STATED GOAL:
In the listing below, rewrite everything from the line containing "7. Identify the sunlit" down to the line containing "259;54;288;251", replacing "Detected" with "Located" and keeping everything else unchanged.

DATA SECTION:
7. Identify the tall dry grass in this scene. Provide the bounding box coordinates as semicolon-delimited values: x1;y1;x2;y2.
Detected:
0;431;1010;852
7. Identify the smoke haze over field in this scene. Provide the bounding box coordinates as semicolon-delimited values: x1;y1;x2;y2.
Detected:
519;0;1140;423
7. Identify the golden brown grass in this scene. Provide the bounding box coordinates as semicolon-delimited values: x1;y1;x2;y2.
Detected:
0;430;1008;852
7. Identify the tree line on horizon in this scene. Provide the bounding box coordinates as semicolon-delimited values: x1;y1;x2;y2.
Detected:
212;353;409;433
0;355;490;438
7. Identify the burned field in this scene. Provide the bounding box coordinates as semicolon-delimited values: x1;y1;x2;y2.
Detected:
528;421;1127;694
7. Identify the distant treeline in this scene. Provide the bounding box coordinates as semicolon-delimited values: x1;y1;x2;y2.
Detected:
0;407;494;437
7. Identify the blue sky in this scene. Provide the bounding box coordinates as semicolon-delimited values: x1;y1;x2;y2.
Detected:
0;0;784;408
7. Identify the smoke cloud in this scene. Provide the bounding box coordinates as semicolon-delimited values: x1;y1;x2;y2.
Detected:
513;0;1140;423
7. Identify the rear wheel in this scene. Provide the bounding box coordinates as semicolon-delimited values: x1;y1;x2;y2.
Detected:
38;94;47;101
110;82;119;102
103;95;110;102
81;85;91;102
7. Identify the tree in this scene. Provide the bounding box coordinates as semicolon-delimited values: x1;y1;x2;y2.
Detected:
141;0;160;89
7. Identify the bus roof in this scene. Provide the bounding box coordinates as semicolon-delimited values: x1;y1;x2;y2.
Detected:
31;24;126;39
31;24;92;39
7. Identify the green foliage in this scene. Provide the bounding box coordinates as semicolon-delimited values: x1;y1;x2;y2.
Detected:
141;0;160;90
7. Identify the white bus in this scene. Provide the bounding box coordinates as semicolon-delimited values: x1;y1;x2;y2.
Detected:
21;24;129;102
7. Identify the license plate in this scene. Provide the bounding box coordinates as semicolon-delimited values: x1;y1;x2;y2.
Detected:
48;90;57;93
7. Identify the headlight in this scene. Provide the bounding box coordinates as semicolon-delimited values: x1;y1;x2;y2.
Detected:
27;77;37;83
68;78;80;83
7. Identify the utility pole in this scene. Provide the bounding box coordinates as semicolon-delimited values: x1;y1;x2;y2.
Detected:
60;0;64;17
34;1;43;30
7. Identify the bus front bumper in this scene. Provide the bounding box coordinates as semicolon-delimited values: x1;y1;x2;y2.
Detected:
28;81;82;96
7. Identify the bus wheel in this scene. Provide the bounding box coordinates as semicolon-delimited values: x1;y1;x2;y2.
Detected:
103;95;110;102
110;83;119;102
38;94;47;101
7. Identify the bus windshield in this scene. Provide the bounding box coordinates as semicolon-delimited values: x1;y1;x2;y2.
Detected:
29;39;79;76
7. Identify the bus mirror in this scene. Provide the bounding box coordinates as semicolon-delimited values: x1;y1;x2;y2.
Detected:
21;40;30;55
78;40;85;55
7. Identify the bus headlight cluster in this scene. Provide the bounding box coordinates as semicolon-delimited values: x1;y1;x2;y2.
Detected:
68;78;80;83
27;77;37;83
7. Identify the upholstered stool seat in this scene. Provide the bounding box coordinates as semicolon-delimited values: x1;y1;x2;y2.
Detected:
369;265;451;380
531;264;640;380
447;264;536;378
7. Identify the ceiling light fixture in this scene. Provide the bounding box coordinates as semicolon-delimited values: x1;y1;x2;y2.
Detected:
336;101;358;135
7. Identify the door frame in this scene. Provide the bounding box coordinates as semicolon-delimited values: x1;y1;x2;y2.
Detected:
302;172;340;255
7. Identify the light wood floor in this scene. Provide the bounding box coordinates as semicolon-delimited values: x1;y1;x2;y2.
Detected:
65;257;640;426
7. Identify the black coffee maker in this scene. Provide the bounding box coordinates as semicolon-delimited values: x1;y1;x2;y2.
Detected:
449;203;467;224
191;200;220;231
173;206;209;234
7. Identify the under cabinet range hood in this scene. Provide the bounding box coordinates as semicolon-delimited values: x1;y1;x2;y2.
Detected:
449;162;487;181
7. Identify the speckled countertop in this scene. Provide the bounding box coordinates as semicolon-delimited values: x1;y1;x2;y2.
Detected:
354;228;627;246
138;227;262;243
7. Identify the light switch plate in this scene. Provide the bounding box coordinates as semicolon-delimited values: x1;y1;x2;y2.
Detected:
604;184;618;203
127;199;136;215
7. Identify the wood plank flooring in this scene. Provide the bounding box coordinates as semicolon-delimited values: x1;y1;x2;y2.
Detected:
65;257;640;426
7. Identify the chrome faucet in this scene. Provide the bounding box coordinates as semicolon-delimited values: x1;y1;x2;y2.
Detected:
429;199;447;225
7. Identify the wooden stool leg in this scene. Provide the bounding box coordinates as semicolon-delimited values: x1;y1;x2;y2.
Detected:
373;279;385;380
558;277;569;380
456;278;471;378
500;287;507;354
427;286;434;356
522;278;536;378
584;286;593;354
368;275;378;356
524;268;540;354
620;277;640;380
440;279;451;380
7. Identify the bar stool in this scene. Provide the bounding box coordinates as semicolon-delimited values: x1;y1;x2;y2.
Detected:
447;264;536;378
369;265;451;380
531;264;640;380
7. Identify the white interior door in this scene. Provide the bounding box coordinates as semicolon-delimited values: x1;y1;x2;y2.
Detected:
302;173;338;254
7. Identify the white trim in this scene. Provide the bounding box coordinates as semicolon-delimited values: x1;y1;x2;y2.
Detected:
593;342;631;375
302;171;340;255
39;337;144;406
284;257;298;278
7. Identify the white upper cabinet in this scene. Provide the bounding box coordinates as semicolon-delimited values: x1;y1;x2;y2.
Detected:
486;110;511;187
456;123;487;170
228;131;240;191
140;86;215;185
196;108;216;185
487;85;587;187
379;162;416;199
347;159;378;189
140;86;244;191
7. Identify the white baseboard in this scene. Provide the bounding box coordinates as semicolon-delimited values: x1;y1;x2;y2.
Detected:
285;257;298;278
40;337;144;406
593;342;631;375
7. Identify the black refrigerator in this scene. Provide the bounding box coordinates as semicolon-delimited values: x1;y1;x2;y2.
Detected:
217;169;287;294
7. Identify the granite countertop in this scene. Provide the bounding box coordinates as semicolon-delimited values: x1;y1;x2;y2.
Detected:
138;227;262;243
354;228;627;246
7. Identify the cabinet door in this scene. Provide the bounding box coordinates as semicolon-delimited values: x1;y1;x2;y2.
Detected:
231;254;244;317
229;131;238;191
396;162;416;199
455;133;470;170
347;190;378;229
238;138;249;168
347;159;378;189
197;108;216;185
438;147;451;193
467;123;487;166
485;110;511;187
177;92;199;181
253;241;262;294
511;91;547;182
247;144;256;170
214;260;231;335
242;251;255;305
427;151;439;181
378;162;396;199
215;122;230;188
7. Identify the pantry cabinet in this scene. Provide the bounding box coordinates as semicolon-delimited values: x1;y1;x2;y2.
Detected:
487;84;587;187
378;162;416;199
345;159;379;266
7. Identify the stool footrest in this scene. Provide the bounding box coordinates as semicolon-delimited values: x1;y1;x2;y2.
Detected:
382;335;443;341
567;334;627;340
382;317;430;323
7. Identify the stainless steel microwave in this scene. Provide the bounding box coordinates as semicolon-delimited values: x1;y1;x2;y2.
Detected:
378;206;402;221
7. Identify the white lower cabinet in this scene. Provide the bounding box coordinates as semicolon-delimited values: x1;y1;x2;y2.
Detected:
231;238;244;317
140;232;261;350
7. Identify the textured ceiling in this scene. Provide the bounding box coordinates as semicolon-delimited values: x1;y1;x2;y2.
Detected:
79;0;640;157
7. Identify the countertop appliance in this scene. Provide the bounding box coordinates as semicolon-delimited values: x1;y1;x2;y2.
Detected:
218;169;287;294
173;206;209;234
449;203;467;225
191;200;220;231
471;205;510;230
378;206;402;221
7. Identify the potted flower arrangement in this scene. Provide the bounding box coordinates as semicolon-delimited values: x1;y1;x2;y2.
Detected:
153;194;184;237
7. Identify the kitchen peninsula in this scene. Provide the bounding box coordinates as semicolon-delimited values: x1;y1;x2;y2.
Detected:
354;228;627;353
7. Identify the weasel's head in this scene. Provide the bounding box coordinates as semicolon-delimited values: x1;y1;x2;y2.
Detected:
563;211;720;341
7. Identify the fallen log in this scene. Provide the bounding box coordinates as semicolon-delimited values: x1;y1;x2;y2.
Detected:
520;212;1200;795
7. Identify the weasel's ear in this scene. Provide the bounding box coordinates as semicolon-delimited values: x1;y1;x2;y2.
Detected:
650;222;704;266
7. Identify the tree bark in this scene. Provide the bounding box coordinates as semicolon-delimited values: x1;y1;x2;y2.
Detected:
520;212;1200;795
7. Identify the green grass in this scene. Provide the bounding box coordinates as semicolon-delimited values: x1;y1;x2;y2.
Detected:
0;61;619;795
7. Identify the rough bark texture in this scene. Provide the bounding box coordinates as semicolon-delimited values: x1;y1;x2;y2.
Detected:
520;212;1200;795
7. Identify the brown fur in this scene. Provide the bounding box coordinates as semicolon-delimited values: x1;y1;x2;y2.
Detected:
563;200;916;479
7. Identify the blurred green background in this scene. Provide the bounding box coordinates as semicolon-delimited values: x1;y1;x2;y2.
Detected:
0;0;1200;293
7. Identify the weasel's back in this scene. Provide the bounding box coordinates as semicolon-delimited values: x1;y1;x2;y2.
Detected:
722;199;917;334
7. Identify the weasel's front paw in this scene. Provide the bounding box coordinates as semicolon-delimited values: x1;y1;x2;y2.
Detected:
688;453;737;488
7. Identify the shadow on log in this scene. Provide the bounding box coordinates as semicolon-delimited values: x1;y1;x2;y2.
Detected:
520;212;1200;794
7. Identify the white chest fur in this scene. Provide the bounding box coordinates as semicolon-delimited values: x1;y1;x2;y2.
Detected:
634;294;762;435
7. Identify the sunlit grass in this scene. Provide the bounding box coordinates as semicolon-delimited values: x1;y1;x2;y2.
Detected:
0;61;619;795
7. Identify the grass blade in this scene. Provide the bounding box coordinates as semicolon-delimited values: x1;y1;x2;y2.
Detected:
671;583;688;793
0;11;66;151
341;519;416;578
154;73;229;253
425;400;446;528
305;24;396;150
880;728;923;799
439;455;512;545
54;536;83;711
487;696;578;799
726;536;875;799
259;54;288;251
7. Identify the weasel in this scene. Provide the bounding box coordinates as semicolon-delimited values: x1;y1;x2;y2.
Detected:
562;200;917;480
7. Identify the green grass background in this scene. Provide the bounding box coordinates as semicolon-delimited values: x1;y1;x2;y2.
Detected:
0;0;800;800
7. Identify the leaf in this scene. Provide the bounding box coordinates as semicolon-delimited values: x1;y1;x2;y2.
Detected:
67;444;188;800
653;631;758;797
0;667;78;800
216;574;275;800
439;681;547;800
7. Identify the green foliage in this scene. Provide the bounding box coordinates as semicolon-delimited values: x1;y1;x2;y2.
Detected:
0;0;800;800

FINISHED ANSWER:
7. Identify the sunlit grass in this scene. Provide the bounding box coordinates as semicolon-delimited values: x1;y1;x2;y2.
Located:
0;61;619;795
7. Identify the grass blade in this scene. Provide the bounding box coordinates as semicolon-delimited values: x1;y1;x2;y2.
Located:
671;583;688;793
0;11;66;151
341;519;416;578
154;73;229;253
425;400;446;528
305;24;396;150
880;728;923;799
439;455;512;545
54;536;83;711
487;696;578;799
726;536;875;799
259;54;288;251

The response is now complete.